## Required work
Reproduce nothing but the closing run of lines: the line with "of the fingernail" and each line that follows it to the end of the data.

━━━━━ Task inputs ━━━━━

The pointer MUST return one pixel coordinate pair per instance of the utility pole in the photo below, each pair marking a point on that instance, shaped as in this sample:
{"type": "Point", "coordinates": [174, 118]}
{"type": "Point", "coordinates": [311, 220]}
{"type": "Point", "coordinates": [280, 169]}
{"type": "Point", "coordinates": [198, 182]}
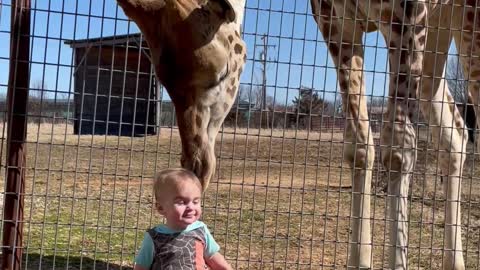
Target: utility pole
{"type": "Point", "coordinates": [263, 58]}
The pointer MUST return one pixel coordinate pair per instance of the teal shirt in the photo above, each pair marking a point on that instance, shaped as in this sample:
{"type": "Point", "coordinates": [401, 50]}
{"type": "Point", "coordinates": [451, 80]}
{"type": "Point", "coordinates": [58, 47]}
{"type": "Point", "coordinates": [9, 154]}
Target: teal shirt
{"type": "Point", "coordinates": [146, 254]}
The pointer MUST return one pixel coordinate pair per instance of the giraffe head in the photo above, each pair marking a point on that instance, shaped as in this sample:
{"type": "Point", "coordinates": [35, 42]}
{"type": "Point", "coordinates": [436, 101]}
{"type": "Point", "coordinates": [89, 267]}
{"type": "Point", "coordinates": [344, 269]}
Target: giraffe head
{"type": "Point", "coordinates": [198, 54]}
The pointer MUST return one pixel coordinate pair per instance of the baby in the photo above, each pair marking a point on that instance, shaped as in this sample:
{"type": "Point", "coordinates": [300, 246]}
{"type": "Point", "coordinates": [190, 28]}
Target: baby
{"type": "Point", "coordinates": [183, 242]}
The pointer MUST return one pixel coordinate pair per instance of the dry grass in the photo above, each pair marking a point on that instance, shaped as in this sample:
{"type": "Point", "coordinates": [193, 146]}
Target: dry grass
{"type": "Point", "coordinates": [280, 200]}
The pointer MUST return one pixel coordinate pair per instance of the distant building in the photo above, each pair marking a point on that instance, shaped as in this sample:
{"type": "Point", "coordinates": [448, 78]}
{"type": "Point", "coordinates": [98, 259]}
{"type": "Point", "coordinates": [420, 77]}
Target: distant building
{"type": "Point", "coordinates": [115, 87]}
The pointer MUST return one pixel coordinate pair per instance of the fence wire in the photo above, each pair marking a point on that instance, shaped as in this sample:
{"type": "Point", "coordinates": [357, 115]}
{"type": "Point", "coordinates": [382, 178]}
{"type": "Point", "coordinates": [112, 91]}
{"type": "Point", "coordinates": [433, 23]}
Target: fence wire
{"type": "Point", "coordinates": [100, 126]}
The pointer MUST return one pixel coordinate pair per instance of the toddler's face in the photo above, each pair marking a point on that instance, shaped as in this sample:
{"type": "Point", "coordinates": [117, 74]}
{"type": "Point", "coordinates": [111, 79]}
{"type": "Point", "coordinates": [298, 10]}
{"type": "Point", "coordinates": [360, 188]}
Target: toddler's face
{"type": "Point", "coordinates": [182, 207]}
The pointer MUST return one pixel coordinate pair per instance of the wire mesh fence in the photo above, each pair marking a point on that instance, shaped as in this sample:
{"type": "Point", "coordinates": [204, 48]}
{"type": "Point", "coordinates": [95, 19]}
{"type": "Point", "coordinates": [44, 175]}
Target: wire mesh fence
{"type": "Point", "coordinates": [100, 126]}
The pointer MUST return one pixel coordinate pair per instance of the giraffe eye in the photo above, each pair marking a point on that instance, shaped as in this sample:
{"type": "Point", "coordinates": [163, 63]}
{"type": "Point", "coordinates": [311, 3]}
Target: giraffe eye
{"type": "Point", "coordinates": [224, 73]}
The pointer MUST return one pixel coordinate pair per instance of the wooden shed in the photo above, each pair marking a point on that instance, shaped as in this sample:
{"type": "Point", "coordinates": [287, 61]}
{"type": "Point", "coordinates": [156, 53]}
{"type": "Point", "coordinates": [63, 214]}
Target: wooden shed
{"type": "Point", "coordinates": [115, 88]}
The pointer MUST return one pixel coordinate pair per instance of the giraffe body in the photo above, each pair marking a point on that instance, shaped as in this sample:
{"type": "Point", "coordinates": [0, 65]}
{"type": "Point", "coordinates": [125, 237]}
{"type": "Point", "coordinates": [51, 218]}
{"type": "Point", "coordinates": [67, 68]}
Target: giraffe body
{"type": "Point", "coordinates": [418, 35]}
{"type": "Point", "coordinates": [198, 56]}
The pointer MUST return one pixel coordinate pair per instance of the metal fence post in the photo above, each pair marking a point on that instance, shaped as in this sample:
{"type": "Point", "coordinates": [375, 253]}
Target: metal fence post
{"type": "Point", "coordinates": [17, 96]}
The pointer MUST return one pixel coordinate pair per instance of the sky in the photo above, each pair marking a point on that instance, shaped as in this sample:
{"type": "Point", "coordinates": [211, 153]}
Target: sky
{"type": "Point", "coordinates": [298, 55]}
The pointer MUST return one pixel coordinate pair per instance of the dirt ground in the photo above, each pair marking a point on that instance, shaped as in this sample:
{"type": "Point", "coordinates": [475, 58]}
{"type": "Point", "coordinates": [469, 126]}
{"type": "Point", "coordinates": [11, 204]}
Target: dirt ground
{"type": "Point", "coordinates": [279, 200]}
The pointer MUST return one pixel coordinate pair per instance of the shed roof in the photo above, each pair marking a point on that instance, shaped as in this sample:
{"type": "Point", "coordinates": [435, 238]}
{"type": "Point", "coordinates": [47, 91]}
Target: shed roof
{"type": "Point", "coordinates": [134, 40]}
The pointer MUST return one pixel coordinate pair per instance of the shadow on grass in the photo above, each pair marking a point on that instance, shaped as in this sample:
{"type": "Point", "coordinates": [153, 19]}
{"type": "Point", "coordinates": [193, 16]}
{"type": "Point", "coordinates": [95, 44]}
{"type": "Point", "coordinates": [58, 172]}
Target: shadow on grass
{"type": "Point", "coordinates": [35, 261]}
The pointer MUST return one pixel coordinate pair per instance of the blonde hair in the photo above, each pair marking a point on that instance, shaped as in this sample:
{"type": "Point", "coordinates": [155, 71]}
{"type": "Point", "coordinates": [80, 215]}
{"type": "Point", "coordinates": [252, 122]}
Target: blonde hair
{"type": "Point", "coordinates": [170, 178]}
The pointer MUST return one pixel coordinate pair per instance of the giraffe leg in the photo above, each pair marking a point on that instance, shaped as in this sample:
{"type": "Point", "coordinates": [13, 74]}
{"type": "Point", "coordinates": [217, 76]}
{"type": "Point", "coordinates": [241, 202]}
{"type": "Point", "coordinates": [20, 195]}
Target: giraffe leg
{"type": "Point", "coordinates": [406, 44]}
{"type": "Point", "coordinates": [448, 133]}
{"type": "Point", "coordinates": [344, 43]}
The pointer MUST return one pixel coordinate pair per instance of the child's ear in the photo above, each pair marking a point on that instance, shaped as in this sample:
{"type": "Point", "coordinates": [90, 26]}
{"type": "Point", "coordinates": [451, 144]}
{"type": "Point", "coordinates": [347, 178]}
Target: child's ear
{"type": "Point", "coordinates": [159, 208]}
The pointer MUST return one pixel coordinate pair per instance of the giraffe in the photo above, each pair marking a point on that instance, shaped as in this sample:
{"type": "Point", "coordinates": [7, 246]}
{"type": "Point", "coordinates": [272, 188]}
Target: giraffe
{"type": "Point", "coordinates": [418, 42]}
{"type": "Point", "coordinates": [198, 56]}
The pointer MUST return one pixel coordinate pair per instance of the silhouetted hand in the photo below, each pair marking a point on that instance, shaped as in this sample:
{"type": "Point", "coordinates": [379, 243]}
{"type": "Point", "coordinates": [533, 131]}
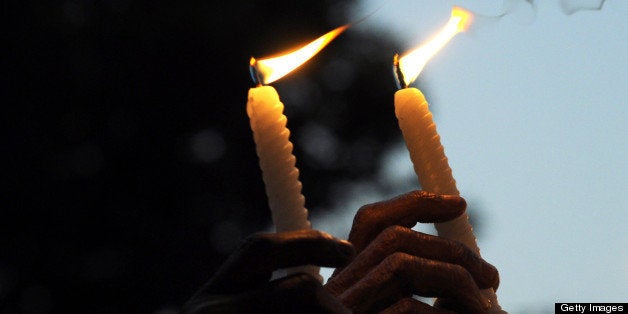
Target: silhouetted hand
{"type": "Point", "coordinates": [395, 262]}
{"type": "Point", "coordinates": [242, 284]}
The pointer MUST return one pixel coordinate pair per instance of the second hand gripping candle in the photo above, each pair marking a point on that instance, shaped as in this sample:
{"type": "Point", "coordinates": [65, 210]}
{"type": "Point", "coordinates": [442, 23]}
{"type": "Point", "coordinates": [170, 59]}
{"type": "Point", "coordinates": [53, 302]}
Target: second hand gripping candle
{"type": "Point", "coordinates": [419, 132]}
{"type": "Point", "coordinates": [272, 140]}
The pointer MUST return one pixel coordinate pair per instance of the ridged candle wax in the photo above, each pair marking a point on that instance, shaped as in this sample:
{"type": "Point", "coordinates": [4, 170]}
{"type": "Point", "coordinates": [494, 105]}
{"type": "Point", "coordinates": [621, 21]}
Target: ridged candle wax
{"type": "Point", "coordinates": [432, 167]}
{"type": "Point", "coordinates": [278, 164]}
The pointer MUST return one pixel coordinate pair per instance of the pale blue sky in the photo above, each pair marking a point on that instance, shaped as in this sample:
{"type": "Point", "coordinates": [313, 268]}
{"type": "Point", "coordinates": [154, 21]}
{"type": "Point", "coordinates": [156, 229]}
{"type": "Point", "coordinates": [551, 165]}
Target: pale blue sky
{"type": "Point", "coordinates": [531, 109]}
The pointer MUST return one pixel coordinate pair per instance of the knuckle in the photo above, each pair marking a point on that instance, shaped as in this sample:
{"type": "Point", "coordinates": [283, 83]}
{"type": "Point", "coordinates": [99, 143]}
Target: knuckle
{"type": "Point", "coordinates": [460, 251]}
{"type": "Point", "coordinates": [364, 213]}
{"type": "Point", "coordinates": [397, 263]}
{"type": "Point", "coordinates": [259, 241]}
{"type": "Point", "coordinates": [461, 275]}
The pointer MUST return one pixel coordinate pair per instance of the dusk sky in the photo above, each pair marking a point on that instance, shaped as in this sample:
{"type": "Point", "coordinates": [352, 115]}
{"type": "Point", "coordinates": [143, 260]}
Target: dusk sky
{"type": "Point", "coordinates": [531, 109]}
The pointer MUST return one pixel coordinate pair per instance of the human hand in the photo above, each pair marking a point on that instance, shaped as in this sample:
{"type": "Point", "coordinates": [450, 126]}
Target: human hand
{"type": "Point", "coordinates": [395, 262]}
{"type": "Point", "coordinates": [242, 284]}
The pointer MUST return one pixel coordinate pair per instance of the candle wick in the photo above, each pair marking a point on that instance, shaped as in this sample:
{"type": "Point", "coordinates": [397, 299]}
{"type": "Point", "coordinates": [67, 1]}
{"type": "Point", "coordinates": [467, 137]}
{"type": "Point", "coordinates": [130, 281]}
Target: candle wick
{"type": "Point", "coordinates": [255, 75]}
{"type": "Point", "coordinates": [399, 79]}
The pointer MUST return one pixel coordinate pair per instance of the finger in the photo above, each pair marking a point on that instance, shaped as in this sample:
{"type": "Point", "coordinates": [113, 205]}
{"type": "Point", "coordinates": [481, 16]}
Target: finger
{"type": "Point", "coordinates": [401, 239]}
{"type": "Point", "coordinates": [400, 272]}
{"type": "Point", "coordinates": [253, 263]}
{"type": "Point", "coordinates": [405, 210]}
{"type": "Point", "coordinates": [300, 293]}
{"type": "Point", "coordinates": [410, 305]}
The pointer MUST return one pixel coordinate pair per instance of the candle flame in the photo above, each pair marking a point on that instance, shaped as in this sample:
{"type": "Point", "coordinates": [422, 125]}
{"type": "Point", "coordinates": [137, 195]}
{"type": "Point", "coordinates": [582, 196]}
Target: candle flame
{"type": "Point", "coordinates": [412, 63]}
{"type": "Point", "coordinates": [265, 71]}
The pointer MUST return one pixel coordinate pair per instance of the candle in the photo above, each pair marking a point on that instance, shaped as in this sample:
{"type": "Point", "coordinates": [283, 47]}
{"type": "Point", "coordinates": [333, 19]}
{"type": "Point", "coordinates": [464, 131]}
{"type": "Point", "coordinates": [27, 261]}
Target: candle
{"type": "Point", "coordinates": [272, 143]}
{"type": "Point", "coordinates": [422, 140]}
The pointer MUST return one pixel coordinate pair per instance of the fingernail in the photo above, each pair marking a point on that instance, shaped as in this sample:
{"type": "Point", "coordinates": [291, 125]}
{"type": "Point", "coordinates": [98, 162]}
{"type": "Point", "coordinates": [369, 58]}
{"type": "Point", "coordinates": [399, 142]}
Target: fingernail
{"type": "Point", "coordinates": [454, 201]}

━━━━━

## Response to the task
The pointer MUST return one pixel coordinate pair per instance of the fingernail in the photo above, each pair marking a point on that instance, shaped as in this sample:
{"type": "Point", "coordinates": [291, 125]}
{"type": "Point", "coordinates": [98, 162]}
{"type": "Point", "coordinates": [369, 58]}
{"type": "Point", "coordinates": [399, 142]}
Target: fingernail
{"type": "Point", "coordinates": [454, 201]}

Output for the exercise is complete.